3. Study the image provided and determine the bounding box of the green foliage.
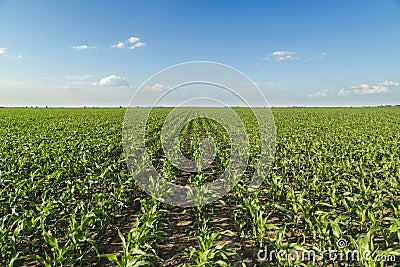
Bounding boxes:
[1,107,399,266]
[101,198,164,266]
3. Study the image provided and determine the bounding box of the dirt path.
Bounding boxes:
[157,196,258,266]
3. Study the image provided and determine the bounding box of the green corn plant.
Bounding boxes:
[31,226,73,267]
[263,227,308,267]
[0,216,22,267]
[102,198,164,266]
[381,217,400,246]
[391,203,399,218]
[186,219,237,267]
[348,227,380,267]
[240,191,275,246]
[102,230,162,267]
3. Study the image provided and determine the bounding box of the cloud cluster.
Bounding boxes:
[0,48,29,60]
[381,81,400,86]
[145,83,170,91]
[98,75,129,86]
[57,74,132,90]
[112,42,125,49]
[112,36,146,50]
[308,89,329,98]
[71,45,97,50]
[261,50,327,63]
[338,81,400,96]
[69,36,146,52]
[265,51,299,61]
[127,37,140,43]
[93,75,129,87]
[128,42,146,49]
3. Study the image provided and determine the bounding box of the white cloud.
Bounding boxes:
[93,75,129,87]
[0,47,30,59]
[381,80,400,87]
[9,53,28,59]
[338,81,400,96]
[128,42,146,49]
[71,45,97,50]
[1,51,29,60]
[308,89,328,98]
[261,50,327,63]
[146,83,170,91]
[111,41,125,49]
[127,36,140,43]
[65,74,92,81]
[264,50,299,61]
[337,88,349,96]
[112,36,146,50]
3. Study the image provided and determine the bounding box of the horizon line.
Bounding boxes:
[1,105,399,108]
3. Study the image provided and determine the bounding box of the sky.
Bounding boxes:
[1,0,400,107]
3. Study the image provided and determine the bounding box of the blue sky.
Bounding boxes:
[1,0,400,106]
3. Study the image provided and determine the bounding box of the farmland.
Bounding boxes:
[0,107,399,266]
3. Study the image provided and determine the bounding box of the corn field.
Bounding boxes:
[0,107,399,266]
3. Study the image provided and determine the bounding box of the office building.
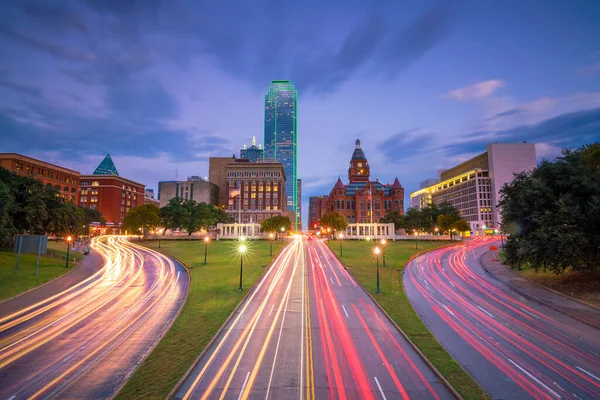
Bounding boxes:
[410,142,537,233]
[326,139,405,223]
[309,195,329,229]
[144,189,160,207]
[79,155,144,232]
[209,156,235,208]
[264,80,298,227]
[240,136,264,162]
[0,153,80,202]
[225,159,287,224]
[158,176,218,208]
[297,179,302,230]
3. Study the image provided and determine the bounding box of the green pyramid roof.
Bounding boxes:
[93,154,119,176]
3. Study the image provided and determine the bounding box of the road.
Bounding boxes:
[176,236,454,400]
[0,235,189,400]
[404,237,600,400]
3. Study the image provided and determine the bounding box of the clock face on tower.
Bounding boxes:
[357,162,363,167]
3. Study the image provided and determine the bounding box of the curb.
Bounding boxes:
[479,251,600,330]
[165,242,288,400]
[325,242,464,400]
[113,242,192,399]
[0,251,96,308]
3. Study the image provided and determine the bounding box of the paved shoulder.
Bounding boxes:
[480,251,600,329]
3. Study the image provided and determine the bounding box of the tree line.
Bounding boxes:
[499,143,600,274]
[0,167,104,246]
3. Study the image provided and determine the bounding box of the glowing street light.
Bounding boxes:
[413,229,418,250]
[269,232,274,256]
[280,226,285,241]
[65,235,73,268]
[338,232,344,257]
[238,243,247,291]
[374,246,381,294]
[380,238,387,268]
[434,227,439,235]
[203,236,210,265]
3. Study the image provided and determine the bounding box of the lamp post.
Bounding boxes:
[339,233,344,257]
[380,238,387,268]
[374,246,381,294]
[269,233,274,256]
[238,242,247,291]
[413,230,418,250]
[203,236,210,265]
[65,235,72,268]
[280,226,285,241]
[434,227,439,236]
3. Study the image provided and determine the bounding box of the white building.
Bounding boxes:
[410,143,536,234]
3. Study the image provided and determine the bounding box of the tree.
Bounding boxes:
[380,209,405,230]
[403,208,423,233]
[160,198,190,233]
[0,180,15,245]
[80,207,106,235]
[320,212,348,232]
[499,143,600,273]
[123,204,161,238]
[47,201,84,237]
[261,215,292,233]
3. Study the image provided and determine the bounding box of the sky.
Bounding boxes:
[1,0,599,228]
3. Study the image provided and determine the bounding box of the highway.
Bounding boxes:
[176,236,454,399]
[404,237,600,400]
[0,236,189,399]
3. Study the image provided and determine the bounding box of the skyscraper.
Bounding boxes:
[240,136,264,162]
[264,80,298,227]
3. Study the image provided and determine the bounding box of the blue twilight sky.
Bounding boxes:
[0,0,599,228]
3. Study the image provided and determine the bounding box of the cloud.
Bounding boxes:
[0,79,43,96]
[22,3,87,33]
[447,79,504,101]
[492,108,522,119]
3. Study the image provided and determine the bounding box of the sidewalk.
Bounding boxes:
[0,251,104,319]
[480,251,600,330]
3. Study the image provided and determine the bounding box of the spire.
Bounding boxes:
[93,154,119,176]
[252,136,256,146]
[392,177,403,189]
[356,138,361,148]
[333,177,345,189]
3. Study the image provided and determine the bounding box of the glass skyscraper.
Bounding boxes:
[264,80,298,227]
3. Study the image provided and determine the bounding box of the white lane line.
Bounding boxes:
[342,305,349,318]
[374,377,387,400]
[477,305,494,318]
[443,304,455,317]
[577,366,600,383]
[238,372,250,400]
[508,359,561,398]
[269,304,274,317]
[330,277,334,284]
[520,307,539,319]
[8,396,16,400]
[448,281,456,288]
[423,279,429,286]
[176,270,180,283]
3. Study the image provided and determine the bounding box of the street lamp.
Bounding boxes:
[203,236,210,265]
[374,246,381,294]
[380,238,387,268]
[280,226,285,241]
[413,230,418,250]
[238,243,247,291]
[269,232,274,256]
[65,235,73,268]
[338,232,344,257]
[434,227,439,236]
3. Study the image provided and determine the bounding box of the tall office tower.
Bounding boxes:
[264,80,298,227]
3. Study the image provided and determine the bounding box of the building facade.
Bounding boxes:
[79,154,145,232]
[326,140,405,224]
[297,179,302,230]
[240,136,264,162]
[144,189,160,207]
[158,176,218,208]
[209,156,235,208]
[0,153,80,202]
[410,142,537,233]
[225,159,287,224]
[264,80,298,227]
[309,195,329,229]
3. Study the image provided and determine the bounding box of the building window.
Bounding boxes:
[92,181,99,186]
[80,196,87,202]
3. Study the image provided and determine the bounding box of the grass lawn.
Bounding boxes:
[520,268,600,308]
[0,250,73,300]
[116,239,284,400]
[46,240,84,261]
[327,239,489,400]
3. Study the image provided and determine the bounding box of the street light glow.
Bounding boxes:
[281,227,285,232]
[339,233,344,239]
[239,244,247,253]
[67,236,72,242]
[374,246,381,255]
[204,237,210,243]
[269,233,274,239]
[380,238,387,245]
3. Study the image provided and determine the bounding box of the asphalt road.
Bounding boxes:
[176,236,454,400]
[404,237,600,400]
[0,235,189,400]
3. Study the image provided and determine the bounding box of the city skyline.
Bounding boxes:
[0,1,599,228]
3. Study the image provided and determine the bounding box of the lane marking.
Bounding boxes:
[508,359,561,398]
[476,306,494,318]
[342,305,349,318]
[330,277,334,284]
[442,304,455,317]
[237,372,250,400]
[269,305,274,317]
[374,377,387,400]
[576,366,600,383]
[520,307,539,319]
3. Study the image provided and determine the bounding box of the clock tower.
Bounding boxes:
[348,139,370,182]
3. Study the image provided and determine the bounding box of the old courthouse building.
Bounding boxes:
[327,139,405,223]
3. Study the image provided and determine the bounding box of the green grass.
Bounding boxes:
[46,240,84,261]
[116,239,284,400]
[0,250,73,300]
[328,239,489,400]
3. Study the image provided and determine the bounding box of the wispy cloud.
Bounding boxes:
[447,79,504,101]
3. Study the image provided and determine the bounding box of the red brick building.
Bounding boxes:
[327,139,405,223]
[0,153,80,202]
[78,155,145,233]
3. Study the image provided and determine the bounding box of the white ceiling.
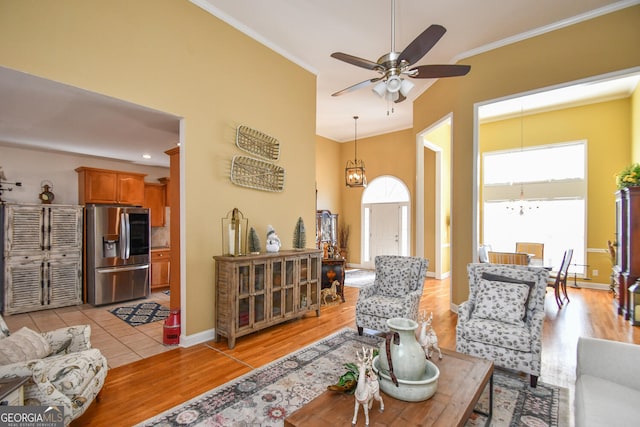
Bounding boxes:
[0,0,637,168]
[196,0,638,141]
[0,67,181,168]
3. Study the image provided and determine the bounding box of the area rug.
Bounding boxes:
[136,328,568,427]
[344,269,375,288]
[108,302,170,327]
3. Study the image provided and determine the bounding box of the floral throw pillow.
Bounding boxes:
[472,279,530,326]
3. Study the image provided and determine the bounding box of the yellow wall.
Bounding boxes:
[633,83,640,163]
[424,122,452,276]
[423,148,436,268]
[339,128,415,265]
[480,98,631,281]
[413,6,640,304]
[0,0,317,336]
[315,135,342,214]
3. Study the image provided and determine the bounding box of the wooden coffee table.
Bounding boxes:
[284,348,493,427]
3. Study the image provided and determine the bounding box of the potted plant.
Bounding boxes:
[616,163,640,189]
[292,217,306,250]
[339,224,350,262]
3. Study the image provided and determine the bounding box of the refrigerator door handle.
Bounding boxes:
[120,212,130,260]
[96,264,149,273]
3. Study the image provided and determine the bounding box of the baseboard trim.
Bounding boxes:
[180,328,216,348]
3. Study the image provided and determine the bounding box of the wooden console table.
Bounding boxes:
[213,249,322,348]
[321,258,345,302]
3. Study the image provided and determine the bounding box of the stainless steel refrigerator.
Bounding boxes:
[85,204,150,305]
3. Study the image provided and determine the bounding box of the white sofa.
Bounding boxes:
[575,337,640,427]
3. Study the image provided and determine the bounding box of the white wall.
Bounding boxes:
[0,144,169,206]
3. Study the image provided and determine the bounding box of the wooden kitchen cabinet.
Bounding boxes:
[213,249,322,349]
[76,166,146,206]
[144,183,166,226]
[151,248,170,291]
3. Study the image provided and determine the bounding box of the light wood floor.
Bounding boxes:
[63,278,640,425]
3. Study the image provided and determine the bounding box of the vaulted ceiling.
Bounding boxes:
[0,0,636,167]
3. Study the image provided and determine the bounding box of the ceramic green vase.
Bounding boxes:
[378,317,427,382]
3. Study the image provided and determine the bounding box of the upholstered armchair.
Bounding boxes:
[456,263,549,387]
[356,255,429,335]
[0,314,107,426]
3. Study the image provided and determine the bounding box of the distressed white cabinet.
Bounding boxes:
[1,204,83,314]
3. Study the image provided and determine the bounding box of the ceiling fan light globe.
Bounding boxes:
[399,79,415,96]
[372,81,387,97]
[386,75,402,93]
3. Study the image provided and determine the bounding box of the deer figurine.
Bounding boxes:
[352,347,384,426]
[416,310,443,360]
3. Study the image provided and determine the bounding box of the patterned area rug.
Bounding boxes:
[136,328,568,427]
[108,302,170,327]
[344,269,375,288]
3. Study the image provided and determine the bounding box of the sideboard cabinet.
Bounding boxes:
[213,249,322,348]
[1,204,83,314]
[615,187,640,319]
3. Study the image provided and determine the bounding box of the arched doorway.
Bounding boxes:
[362,176,410,269]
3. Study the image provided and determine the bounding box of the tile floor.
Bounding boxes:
[2,292,174,369]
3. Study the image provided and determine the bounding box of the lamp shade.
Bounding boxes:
[400,79,415,96]
[386,75,402,93]
[372,81,387,97]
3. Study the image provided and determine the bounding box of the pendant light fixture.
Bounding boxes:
[507,106,538,215]
[345,116,367,188]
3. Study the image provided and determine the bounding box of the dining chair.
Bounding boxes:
[515,242,544,264]
[478,244,492,263]
[547,249,573,308]
[487,251,529,265]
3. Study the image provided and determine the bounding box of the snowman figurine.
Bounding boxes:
[265,225,281,253]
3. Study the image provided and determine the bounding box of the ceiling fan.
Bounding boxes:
[331,0,470,103]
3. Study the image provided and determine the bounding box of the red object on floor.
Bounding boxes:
[163,310,180,345]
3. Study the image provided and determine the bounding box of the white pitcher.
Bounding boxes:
[378,317,427,384]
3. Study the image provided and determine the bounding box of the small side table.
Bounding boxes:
[321,258,345,302]
[0,376,29,406]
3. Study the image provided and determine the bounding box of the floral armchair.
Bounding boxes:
[0,314,107,426]
[356,255,429,335]
[456,263,549,387]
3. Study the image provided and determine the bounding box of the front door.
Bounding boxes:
[369,203,401,259]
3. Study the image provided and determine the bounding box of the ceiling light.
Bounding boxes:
[142,154,151,159]
[372,81,387,98]
[400,79,415,96]
[386,75,402,93]
[345,116,367,188]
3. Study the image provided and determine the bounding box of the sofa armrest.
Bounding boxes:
[43,324,92,354]
[0,361,40,379]
[577,337,640,392]
[357,284,377,300]
[457,300,474,322]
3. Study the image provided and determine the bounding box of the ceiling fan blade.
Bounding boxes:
[397,24,447,65]
[331,52,383,71]
[332,78,382,97]
[394,93,407,103]
[408,64,471,79]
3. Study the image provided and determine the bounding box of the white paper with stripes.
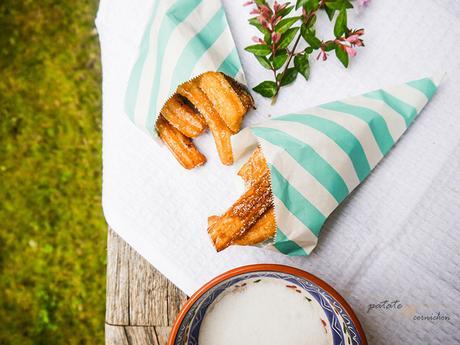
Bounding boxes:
[124,0,244,137]
[232,76,442,256]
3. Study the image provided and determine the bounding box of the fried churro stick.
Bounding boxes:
[209,209,276,246]
[233,147,276,245]
[209,147,276,247]
[197,72,254,133]
[161,94,206,138]
[177,80,233,165]
[224,74,254,113]
[208,171,273,251]
[233,208,276,245]
[156,115,206,169]
[237,147,269,187]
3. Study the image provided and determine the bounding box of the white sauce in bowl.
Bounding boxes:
[198,277,330,345]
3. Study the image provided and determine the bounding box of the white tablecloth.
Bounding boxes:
[96,0,460,343]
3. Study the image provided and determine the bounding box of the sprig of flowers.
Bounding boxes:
[244,0,366,103]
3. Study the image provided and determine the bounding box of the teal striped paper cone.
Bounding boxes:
[232,76,442,256]
[124,0,244,136]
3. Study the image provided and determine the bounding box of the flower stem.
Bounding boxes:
[271,32,303,103]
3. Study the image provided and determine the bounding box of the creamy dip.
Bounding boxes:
[198,277,330,345]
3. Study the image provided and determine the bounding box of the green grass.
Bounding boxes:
[0,1,105,344]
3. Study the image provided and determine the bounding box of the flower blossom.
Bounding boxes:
[271,32,281,45]
[273,1,288,14]
[344,46,357,57]
[316,48,328,61]
[357,0,370,6]
[252,36,265,44]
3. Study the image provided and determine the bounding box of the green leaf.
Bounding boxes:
[294,53,310,80]
[297,0,319,10]
[264,31,271,44]
[305,46,314,54]
[249,17,270,35]
[245,44,272,56]
[325,1,341,10]
[296,0,309,10]
[343,0,354,8]
[308,0,320,10]
[273,53,288,70]
[324,42,336,51]
[275,17,300,34]
[280,68,298,86]
[334,9,347,37]
[325,0,353,10]
[335,45,349,67]
[301,24,321,49]
[278,5,294,17]
[278,27,299,49]
[305,13,317,28]
[325,6,335,20]
[253,80,277,97]
[256,56,272,69]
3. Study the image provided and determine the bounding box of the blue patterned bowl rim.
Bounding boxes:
[168,264,367,345]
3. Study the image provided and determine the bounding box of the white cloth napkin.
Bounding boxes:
[96,0,460,343]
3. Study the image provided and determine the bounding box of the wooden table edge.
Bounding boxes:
[105,228,188,345]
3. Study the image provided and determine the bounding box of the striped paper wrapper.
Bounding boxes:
[124,0,244,137]
[232,76,442,256]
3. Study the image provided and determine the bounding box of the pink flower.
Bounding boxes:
[250,8,260,15]
[357,0,370,6]
[257,15,269,28]
[259,5,272,17]
[243,1,254,6]
[272,15,282,26]
[346,29,364,46]
[316,49,328,61]
[346,34,360,44]
[273,1,287,13]
[252,36,265,44]
[345,46,357,57]
[271,32,281,45]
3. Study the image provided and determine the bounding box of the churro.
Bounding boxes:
[161,94,206,138]
[208,170,273,251]
[177,80,234,165]
[197,72,254,133]
[156,115,206,169]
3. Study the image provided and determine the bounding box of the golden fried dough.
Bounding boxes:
[208,171,273,251]
[224,74,254,114]
[177,80,233,165]
[233,207,276,246]
[237,147,269,187]
[209,207,276,246]
[161,95,206,138]
[156,72,253,168]
[156,115,206,169]
[197,72,254,133]
[234,148,275,246]
[208,148,276,250]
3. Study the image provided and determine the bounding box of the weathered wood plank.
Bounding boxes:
[128,244,169,326]
[124,326,160,345]
[106,229,131,325]
[167,280,188,324]
[105,324,129,345]
[154,327,172,345]
[106,227,188,345]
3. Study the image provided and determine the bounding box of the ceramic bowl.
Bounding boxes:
[168,264,367,345]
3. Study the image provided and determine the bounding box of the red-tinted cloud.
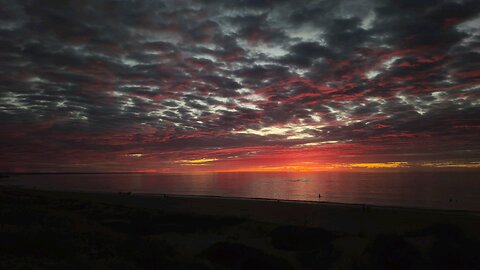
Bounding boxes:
[0,0,479,172]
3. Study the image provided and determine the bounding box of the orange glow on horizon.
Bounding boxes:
[348,162,409,169]
[125,153,144,158]
[174,158,218,165]
[127,160,480,174]
[203,162,410,173]
[174,161,480,173]
[419,161,480,169]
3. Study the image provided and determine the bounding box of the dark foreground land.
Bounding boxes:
[1,186,480,270]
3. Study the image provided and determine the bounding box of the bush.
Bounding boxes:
[202,242,291,270]
[270,225,335,251]
[358,234,424,270]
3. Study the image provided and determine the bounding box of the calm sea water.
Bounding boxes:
[2,171,480,211]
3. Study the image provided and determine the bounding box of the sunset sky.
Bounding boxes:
[1,0,480,173]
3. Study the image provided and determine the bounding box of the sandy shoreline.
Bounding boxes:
[5,182,480,213]
[141,192,480,213]
[5,186,479,236]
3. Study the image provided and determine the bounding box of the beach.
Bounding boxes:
[1,185,479,269]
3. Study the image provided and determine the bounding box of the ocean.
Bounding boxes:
[2,171,480,211]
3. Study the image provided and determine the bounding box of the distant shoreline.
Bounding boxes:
[0,172,143,175]
[2,169,480,176]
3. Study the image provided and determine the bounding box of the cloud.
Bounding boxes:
[0,0,479,172]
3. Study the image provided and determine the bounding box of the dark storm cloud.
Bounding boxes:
[1,0,480,171]
[278,41,332,68]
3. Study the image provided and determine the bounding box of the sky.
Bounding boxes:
[1,0,480,173]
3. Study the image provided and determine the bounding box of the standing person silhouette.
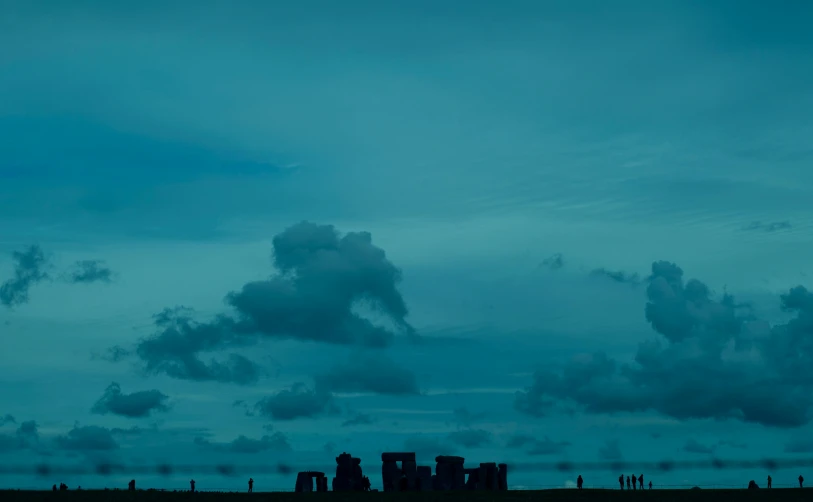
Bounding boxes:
[800,475,804,488]
[767,475,771,488]
[577,475,583,489]
[649,481,652,490]
[639,474,644,489]
[190,479,196,492]
[626,476,631,490]
[631,474,637,491]
[248,478,253,492]
[619,474,624,490]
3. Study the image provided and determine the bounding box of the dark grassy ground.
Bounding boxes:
[1,489,810,502]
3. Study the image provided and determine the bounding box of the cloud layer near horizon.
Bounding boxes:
[515,261,813,427]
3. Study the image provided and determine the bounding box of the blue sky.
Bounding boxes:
[2,0,813,492]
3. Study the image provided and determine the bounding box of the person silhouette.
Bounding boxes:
[52,485,57,492]
[248,478,253,492]
[767,475,772,488]
[626,476,631,490]
[800,475,804,488]
[129,479,136,491]
[639,474,644,489]
[649,481,652,490]
[619,474,624,490]
[631,474,637,491]
[577,475,583,489]
[190,479,196,492]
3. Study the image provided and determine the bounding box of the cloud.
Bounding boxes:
[0,420,39,452]
[323,442,337,453]
[0,414,15,427]
[718,439,747,449]
[54,425,119,451]
[254,383,334,420]
[91,382,170,418]
[65,259,115,283]
[446,428,491,448]
[448,407,486,428]
[784,438,813,453]
[589,268,641,286]
[119,222,414,384]
[540,253,564,270]
[110,426,149,437]
[505,434,536,449]
[232,400,256,417]
[1,245,50,307]
[92,345,132,363]
[683,438,716,454]
[314,354,419,395]
[194,432,292,453]
[505,435,570,456]
[133,307,261,384]
[225,221,414,346]
[403,435,457,461]
[342,413,375,427]
[742,221,792,232]
[598,439,622,460]
[515,261,813,427]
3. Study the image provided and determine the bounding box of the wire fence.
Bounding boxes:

:::

Nothing but a number is needed: tally the lines of the listing that contain "cloud".

9